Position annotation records
★ ★ ★ ★ ★
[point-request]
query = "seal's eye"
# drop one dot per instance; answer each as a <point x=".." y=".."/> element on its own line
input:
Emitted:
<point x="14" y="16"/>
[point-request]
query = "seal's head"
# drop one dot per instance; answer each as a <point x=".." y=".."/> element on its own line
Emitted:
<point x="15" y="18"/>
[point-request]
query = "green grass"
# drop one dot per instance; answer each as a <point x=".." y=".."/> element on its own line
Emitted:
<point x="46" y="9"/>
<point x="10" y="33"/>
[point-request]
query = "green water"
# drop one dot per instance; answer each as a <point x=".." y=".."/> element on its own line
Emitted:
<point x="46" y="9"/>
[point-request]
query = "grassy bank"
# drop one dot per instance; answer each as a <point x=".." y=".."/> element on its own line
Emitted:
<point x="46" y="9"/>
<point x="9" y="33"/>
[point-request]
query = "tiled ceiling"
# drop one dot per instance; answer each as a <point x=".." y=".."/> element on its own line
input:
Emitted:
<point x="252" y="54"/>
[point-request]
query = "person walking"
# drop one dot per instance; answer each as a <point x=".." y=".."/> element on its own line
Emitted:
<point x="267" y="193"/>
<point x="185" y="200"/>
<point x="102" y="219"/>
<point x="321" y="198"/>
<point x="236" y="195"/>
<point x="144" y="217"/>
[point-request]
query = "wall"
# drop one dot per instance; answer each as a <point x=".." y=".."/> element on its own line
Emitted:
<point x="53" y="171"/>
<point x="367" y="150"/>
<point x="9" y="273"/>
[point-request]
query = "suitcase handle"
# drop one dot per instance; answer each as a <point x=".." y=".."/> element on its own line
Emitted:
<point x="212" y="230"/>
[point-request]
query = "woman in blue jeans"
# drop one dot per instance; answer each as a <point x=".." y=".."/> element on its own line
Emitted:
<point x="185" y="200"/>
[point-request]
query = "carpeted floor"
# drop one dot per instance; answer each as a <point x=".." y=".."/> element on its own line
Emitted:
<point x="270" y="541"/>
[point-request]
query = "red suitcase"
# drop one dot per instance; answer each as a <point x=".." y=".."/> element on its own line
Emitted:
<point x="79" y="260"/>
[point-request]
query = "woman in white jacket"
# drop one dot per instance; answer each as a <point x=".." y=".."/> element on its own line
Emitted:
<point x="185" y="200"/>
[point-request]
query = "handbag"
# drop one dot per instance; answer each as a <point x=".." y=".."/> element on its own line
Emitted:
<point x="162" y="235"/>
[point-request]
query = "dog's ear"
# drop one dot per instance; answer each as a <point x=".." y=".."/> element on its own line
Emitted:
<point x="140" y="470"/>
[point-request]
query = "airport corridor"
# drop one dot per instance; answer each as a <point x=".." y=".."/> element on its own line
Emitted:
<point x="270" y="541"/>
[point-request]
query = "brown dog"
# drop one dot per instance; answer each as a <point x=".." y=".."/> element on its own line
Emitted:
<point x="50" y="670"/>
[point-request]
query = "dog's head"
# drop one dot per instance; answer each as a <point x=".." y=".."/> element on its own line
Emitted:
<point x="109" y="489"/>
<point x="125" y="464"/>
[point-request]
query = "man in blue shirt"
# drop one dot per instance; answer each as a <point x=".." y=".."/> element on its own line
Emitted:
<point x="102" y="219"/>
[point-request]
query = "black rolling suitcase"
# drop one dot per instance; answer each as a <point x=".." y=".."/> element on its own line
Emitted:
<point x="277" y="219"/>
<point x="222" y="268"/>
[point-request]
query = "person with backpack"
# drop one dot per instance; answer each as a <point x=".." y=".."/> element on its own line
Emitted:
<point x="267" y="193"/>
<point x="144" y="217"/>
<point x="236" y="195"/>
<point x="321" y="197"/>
★ ★ ★ ★ ★
PROBLEM DETAILS: What is needed here is an exact reproduction of all the entries.

TASK ANSWER:
[point-request]
query = "seal's eye"
# drop one dot per instance; answer each as a <point x=".." y=".."/> element on its own line
input:
Emitted:
<point x="14" y="16"/>
[point-request]
query = "seal's head"
# drop one dot per instance; answer each as a <point x=".." y=".."/> element on its own line
Emitted:
<point x="15" y="18"/>
[point-request]
query = "green grass"
# drop one dot per instance; answer each as a <point x=".." y=".."/> element on its own line
Emitted:
<point x="46" y="9"/>
<point x="10" y="33"/>
[point-request]
query = "green water"
# drop one dot per instance; answer each as a <point x=".." y=".."/> element on its own line
Emitted:
<point x="46" y="9"/>
[point-request]
query = "grassy bank"
# drop one dot per instance; answer each as a <point x=".." y=".."/> element on its own line
Emitted:
<point x="46" y="9"/>
<point x="9" y="33"/>
[point-request]
query = "tiled ceiling"
# drop one dot per instance; answer each as a <point x=".." y=".."/> element on its own line
input:
Emitted:
<point x="252" y="54"/>
[point-request]
query = "person walking"
# drop one dot per instance; answer each as a <point x=".." y=".."/> element on its own line
Emitted:
<point x="267" y="193"/>
<point x="185" y="200"/>
<point x="102" y="219"/>
<point x="321" y="198"/>
<point x="236" y="195"/>
<point x="144" y="217"/>
[point-request]
query = "wall"
# drop one dot per instance; answer each as a <point x=".." y=".."/> element on its own line
Emitted:
<point x="53" y="171"/>
<point x="367" y="150"/>
<point x="9" y="273"/>
[point-request]
query = "suitcase handle"
# drop one dot per instance; answer each as a <point x=".." y=".."/> element on its own line
Emitted:
<point x="212" y="230"/>
[point-request]
query = "woman in blue jeans"
# drop one dot per instance; answer each as a <point x=".." y=".."/> element on its own line
Emitted:
<point x="185" y="200"/>
[point-request]
query = "carpeted floor"
# drop one dot per instance; answer each as a <point x=".." y=".."/> element on its own line
Emitted:
<point x="270" y="541"/>
[point-request]
query = "red suitcase"
# drop one dot per instance; answer each as a <point x=".." y=".."/> element on its own line
Emitted:
<point x="79" y="260"/>
[point-request]
query = "woman in white jacket"
# drop one dot per instance; answer each as a <point x=".." y=".."/> element on its own line
Emitted:
<point x="185" y="200"/>
[point-request]
query = "handbag"
# drop one dot per instance; answer each as a <point x=".." y=".."/> element on its own line
Emitted:
<point x="162" y="235"/>
[point-request]
query = "dog's ear"
# drop one dot per instance; answer each as a <point x=".." y=".."/> element on its own line
Emitted:
<point x="140" y="470"/>
[point-request]
query = "airport corridor"
# drop one dot per instance; answer each as a <point x=".." y=".."/> element on its own line
Emitted:
<point x="270" y="541"/>
[point-request]
query = "brown dog"
# drop one dot per instance; answer each as a <point x=".." y=".."/> element on its own line
Emitted:
<point x="50" y="670"/>
[point-request]
query = "dog's head"
# drop one dot per instance; answer each as a <point x=".." y=".."/> element on its own line
Emitted:
<point x="109" y="489"/>
<point x="125" y="464"/>
[point-request]
query = "man in blue shirt"
# drop one dot per instance; answer each as a <point x=".." y=".."/> element on its own line
Emitted:
<point x="102" y="219"/>
[point-request]
query = "black rolling suitcase"
# drop one dot per instance; answer each as a <point x=".." y=".."/> element on its own line
Emitted:
<point x="277" y="219"/>
<point x="222" y="268"/>
[point-request]
query = "person with backpack"
# drop one dot per instance; answer each as a <point x=".." y=".."/> element on its own line
Emitted:
<point x="267" y="193"/>
<point x="144" y="217"/>
<point x="236" y="195"/>
<point x="321" y="197"/>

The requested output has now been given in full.